▶ [Objective 1]: In the Kristine Froseth biography below, rewrite the paragraph beginning "Froseth started modeling" as a short bulleted list that keeps its main facts.
▶ [Objective 2]: Write the next part of the Kristine Froseth biography, picking up after its final sentence.

▶ [Document]:
Kristine Froseth (; ; born 21 September 1996) is an American and Norwegian actress. She is known for playing Kelly Aldrich in the Netflix series The Society and Alaska Young in the Hulu series Looking for Alaska. In 2022, she starred in the Showtime series The First Lady as young Betty Ford.

Early life
Froseth was born on 21 September 1996 in Summit, New Jersey, to Norwegian parents. Her childhood was spent traveling back and forth between Oslo and New Jersey due to her father's work.

Career
Froseth started modeling after being discovered on a catwalk audition at Ski Storsenter in Norway, and was also scouted by IMG Models while in New Jersey at a local mall fashion show. She has modeled for brands such as Prada, Armani, Juicy Couture, Miu Miu and H&M.

▶ [Entries provided]:

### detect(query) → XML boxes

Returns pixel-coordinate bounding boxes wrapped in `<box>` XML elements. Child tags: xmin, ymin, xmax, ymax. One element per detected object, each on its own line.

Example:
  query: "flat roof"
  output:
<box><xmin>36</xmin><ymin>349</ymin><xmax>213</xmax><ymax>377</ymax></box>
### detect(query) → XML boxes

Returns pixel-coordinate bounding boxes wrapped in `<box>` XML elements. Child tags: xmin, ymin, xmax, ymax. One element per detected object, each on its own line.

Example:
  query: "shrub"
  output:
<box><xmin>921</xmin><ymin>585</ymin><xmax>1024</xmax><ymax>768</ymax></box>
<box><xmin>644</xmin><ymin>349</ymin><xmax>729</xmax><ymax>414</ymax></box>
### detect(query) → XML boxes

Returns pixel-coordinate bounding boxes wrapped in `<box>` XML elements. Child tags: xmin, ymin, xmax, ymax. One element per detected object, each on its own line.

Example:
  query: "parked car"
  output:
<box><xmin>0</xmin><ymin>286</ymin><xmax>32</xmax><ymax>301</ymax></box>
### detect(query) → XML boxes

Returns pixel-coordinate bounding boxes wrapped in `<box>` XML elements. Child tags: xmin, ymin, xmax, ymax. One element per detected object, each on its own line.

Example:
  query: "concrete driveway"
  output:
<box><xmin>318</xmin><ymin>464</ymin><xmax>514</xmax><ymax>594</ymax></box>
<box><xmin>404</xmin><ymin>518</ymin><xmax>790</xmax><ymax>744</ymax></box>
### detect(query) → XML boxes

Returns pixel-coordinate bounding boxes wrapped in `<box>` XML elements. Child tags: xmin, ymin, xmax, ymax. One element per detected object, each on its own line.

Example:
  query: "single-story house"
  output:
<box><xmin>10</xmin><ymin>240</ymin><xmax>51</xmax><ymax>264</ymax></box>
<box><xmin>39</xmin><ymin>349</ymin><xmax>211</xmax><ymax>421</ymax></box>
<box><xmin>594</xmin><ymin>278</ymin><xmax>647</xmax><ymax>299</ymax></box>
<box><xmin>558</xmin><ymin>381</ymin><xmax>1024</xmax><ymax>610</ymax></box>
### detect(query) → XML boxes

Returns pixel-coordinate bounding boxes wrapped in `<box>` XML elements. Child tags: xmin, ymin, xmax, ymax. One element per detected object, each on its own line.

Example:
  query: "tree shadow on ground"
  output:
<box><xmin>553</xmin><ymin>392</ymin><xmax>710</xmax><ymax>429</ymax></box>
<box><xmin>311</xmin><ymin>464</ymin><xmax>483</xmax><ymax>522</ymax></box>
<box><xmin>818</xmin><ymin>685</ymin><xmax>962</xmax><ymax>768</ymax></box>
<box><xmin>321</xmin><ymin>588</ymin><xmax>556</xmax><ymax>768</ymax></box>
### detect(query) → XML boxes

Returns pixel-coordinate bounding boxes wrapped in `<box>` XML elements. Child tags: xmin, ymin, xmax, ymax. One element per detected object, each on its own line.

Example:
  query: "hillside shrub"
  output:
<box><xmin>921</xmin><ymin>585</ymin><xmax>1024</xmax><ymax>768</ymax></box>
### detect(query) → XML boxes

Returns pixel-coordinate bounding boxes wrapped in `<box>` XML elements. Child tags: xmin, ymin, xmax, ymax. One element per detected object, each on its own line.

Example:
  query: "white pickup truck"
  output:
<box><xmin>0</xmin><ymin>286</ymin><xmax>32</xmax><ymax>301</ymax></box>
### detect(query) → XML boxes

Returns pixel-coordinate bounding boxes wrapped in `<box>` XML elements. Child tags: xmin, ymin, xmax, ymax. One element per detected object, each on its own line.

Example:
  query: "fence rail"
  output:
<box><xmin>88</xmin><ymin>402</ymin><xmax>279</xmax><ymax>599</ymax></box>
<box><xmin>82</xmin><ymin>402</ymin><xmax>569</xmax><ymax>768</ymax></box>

▶ [Expected output 1]:
- Discovered at a catwalk audition at Ski Storsenter in Norway, which started her modeling career
- Also scouted by IMG Models at a local mall fashion show in New Jersey
- Has modeled for Prada, Armani, Juicy Couture, Miu Miu and H&M

▶ [Expected output 2]:
Her acting career began when a casting director found her photos and encouraged her to audition for the film adaptation of John Green's novel Looking for Alaska. This film adaptation was never made. In 2016, she was cast in the pilot for a potential series adaptation of Let the Right One In. Froseth began her acting career with the 2017 film Rebel in the Rye. In 2018, she starred in two Netflix movies, Sierra Burgess Is a Loser and Apostle, and a Sky miniseries, The Truth About the Harry Quebert Affair.

On 9 May 2018, it was announced that Hulu would be adapting the John Green novel Looking for Alaska into an 8-episode miniseries. On 30 October 2018, Green announced that Froseth would be playing Alaska Young, one of the main characters. She stars in the 2021 Amazon Prime Video film Birds of Paradise directed by Sarah Adina Smith.

In June 2022, Froseth was cast to star in Apple TV+'s The Buccaneers.  On 21 July 2022 Season 2, episode 1 of American Horror Stories aired on FX on Hulu in the U.S. Froseth played the episode's protagonist, Coby Rae Dellum.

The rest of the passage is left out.